▶ _PROBLEM DETAILS_
Echo the entries verbatim. Begin at their first line, stop after the line that contains "POLYGON ((764 218, 741" (both ends included), and omit the pictures.

▶ _MATERIALS PROVIDED_
⁂

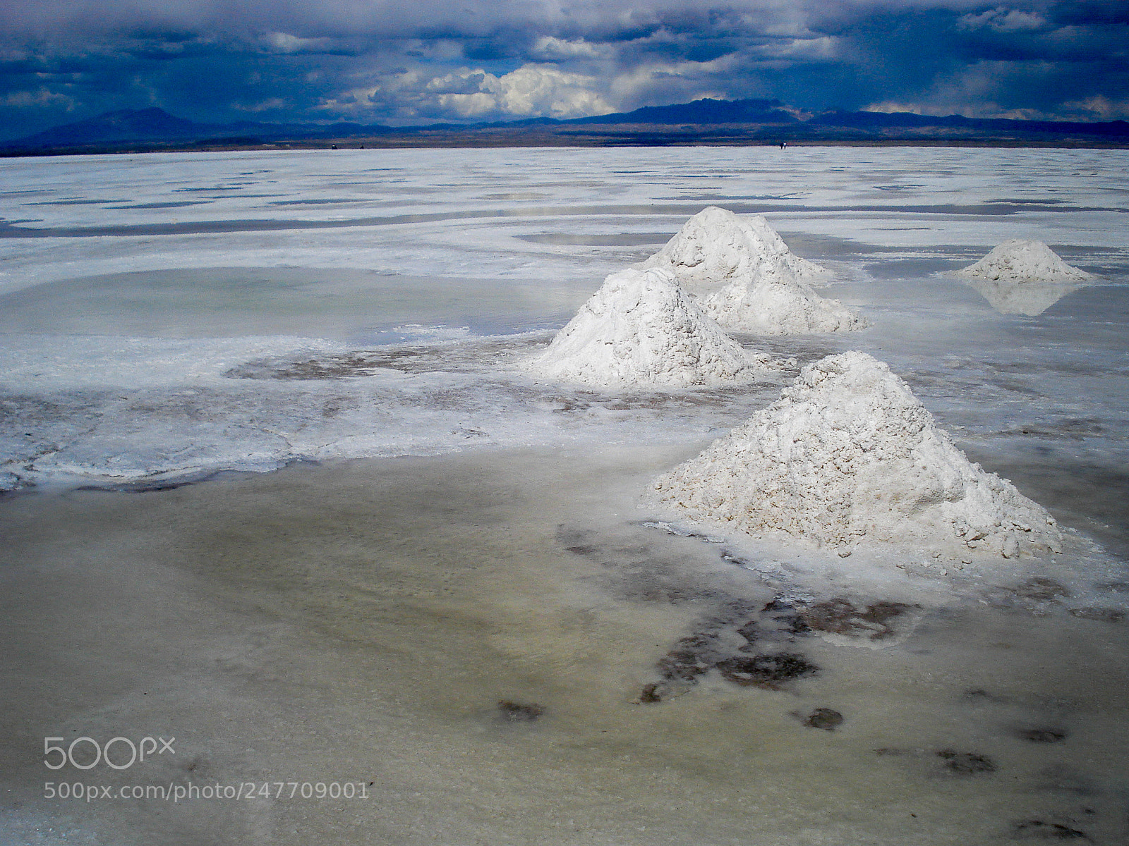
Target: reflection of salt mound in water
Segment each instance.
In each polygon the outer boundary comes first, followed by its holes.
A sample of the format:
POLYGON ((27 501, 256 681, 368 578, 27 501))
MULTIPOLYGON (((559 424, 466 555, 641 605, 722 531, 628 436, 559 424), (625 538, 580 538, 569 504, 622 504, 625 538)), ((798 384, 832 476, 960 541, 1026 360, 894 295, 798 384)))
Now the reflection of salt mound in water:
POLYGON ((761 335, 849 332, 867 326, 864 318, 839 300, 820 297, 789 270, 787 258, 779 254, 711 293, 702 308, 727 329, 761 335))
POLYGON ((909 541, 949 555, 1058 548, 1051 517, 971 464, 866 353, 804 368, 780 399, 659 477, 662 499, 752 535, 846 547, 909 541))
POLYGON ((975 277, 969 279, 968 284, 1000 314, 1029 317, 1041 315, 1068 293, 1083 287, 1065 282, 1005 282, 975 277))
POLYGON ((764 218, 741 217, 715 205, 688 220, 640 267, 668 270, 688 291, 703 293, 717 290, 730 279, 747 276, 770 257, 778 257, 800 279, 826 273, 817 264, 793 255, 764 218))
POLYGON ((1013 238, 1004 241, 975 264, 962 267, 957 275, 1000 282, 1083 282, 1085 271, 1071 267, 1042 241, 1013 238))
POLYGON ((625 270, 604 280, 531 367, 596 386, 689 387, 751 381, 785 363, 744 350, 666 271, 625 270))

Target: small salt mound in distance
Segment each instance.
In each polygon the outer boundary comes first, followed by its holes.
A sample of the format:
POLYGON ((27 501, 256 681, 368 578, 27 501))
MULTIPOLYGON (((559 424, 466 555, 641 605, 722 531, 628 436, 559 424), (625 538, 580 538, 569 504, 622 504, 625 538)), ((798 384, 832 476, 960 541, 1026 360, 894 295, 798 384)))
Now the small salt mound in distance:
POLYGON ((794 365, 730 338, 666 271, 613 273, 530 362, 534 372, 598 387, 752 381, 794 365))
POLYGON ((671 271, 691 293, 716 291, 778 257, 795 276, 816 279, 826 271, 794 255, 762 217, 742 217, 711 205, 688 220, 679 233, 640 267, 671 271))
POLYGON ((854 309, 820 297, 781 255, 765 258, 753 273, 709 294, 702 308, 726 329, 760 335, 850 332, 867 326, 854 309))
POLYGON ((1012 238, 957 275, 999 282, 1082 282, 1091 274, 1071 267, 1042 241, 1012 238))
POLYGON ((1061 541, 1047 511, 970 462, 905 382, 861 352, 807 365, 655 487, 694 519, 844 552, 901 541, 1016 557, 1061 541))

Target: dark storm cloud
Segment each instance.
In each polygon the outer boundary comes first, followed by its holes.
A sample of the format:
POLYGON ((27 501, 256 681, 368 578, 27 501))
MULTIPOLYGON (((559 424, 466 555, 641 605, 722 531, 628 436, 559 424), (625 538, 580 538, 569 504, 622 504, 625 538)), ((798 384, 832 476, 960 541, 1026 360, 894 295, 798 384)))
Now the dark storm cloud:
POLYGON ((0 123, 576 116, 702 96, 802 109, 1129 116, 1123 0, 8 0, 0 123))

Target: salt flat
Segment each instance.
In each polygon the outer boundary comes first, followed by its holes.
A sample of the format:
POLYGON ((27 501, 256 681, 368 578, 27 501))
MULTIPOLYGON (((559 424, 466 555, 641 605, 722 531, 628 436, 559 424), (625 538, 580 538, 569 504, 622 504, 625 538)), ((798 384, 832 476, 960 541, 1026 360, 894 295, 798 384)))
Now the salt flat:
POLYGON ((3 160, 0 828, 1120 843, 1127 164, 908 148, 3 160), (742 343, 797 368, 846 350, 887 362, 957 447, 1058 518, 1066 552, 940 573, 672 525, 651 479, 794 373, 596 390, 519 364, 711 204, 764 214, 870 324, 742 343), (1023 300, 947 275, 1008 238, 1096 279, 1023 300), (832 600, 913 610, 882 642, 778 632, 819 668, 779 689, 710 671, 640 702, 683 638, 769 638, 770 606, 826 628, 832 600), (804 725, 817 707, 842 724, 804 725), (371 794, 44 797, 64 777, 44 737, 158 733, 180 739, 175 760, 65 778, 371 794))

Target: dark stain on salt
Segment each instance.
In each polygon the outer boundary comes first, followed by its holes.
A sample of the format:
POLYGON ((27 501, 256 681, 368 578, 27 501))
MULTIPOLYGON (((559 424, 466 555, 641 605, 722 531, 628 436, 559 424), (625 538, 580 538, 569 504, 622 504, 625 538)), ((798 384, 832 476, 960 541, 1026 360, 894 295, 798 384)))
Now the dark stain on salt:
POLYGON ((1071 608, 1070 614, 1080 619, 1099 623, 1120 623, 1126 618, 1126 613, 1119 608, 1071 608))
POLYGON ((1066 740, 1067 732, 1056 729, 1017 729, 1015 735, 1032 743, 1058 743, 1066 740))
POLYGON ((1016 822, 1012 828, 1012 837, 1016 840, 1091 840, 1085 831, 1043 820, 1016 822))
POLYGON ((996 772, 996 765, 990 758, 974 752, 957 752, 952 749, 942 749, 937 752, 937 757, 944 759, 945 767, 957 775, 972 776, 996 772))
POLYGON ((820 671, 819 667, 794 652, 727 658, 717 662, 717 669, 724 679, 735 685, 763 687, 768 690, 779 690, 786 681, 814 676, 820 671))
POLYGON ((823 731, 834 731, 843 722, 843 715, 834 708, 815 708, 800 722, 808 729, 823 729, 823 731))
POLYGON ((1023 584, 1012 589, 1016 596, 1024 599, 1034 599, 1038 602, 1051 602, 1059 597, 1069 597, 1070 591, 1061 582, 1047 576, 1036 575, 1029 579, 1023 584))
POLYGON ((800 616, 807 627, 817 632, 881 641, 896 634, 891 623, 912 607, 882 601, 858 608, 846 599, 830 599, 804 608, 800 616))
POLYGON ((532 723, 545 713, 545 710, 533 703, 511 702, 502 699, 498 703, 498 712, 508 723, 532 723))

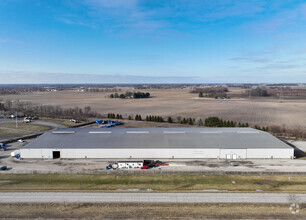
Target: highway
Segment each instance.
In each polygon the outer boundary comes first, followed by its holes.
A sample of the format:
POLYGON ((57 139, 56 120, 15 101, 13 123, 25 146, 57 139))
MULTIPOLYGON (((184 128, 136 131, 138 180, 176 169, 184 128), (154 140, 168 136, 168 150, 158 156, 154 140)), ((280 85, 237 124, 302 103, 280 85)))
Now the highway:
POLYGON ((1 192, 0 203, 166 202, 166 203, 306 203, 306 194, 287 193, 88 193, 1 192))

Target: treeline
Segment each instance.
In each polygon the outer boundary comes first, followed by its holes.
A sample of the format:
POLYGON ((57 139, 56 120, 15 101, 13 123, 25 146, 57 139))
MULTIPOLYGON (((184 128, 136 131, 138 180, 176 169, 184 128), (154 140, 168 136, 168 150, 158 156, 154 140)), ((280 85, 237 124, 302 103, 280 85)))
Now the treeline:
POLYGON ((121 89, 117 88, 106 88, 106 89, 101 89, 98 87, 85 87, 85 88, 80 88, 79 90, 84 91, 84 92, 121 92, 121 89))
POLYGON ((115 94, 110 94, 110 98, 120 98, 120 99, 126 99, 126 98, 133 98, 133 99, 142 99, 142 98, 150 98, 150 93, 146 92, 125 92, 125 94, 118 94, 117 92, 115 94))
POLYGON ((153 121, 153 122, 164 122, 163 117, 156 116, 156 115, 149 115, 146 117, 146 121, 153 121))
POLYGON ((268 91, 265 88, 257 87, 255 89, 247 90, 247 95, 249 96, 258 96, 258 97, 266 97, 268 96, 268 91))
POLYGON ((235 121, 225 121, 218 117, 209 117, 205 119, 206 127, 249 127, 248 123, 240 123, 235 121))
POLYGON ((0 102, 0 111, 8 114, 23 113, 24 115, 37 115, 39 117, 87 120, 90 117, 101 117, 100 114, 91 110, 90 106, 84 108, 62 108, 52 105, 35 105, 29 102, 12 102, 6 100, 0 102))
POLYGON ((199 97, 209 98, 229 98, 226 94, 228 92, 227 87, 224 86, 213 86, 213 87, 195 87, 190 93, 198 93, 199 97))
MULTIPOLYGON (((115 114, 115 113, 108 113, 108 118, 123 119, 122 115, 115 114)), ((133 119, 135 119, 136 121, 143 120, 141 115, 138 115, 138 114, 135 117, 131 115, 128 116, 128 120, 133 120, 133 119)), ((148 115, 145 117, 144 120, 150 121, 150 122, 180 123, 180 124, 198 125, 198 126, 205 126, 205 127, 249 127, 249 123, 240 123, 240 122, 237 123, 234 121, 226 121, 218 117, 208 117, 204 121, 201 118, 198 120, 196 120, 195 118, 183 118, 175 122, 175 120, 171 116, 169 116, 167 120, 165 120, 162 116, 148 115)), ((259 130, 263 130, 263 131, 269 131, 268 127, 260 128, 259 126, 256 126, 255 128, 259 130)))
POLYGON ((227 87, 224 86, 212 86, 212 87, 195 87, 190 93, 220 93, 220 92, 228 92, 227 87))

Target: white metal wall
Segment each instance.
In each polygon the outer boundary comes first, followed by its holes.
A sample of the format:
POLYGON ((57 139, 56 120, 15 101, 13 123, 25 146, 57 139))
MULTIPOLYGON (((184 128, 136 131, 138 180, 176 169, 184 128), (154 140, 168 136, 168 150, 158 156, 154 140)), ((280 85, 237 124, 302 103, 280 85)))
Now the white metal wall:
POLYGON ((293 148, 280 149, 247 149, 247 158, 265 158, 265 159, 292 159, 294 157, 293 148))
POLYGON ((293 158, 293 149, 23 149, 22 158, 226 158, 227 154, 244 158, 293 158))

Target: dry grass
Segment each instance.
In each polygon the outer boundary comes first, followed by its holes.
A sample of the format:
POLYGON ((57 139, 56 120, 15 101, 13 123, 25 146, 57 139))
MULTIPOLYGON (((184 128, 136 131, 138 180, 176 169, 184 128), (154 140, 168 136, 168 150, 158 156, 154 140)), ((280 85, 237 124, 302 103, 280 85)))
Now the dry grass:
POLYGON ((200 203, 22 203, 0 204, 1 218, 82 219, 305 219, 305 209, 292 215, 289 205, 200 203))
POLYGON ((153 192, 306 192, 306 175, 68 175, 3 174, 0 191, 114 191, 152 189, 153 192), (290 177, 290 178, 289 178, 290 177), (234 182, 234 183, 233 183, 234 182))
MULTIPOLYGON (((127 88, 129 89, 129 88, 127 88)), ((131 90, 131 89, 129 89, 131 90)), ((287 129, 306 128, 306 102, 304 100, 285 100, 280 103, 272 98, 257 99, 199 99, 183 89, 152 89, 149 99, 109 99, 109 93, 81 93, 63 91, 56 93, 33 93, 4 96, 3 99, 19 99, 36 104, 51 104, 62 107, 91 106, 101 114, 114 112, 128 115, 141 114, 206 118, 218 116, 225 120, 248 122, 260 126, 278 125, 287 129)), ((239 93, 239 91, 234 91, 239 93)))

⁂

▶ _ANSWER TO THIS PROBLEM_
Target: reflection of salt mound in water
Segment each instance.
In each polygon the outer boundary comes first, followed by its holes.
A sample of the format:
POLYGON ((27 501, 256 681, 368 578, 27 501))
MULTIPOLYGON (((559 424, 466 555, 641 605, 722 531, 628 436, 559 424), (625 538, 580 538, 569 504, 622 504, 625 538)), ((798 384, 832 476, 960 541, 1026 360, 894 295, 798 384)))
Now the reflection of salt mound in water:
POLYGON ((761 335, 849 332, 867 326, 864 318, 839 300, 820 297, 789 270, 787 258, 779 254, 711 293, 702 308, 727 329, 761 335))
POLYGON ((909 541, 949 555, 1058 548, 1051 517, 971 464, 866 353, 804 368, 780 399, 659 477, 662 499, 752 535, 846 547, 909 541))
POLYGON ((975 277, 969 279, 968 284, 1000 314, 1029 317, 1041 315, 1068 293, 1083 287, 1065 282, 1005 282, 975 277))
POLYGON ((764 218, 741 217, 715 205, 688 220, 640 267, 668 270, 688 291, 703 293, 717 290, 730 279, 747 276, 770 257, 778 257, 800 279, 826 273, 817 264, 793 255, 764 218))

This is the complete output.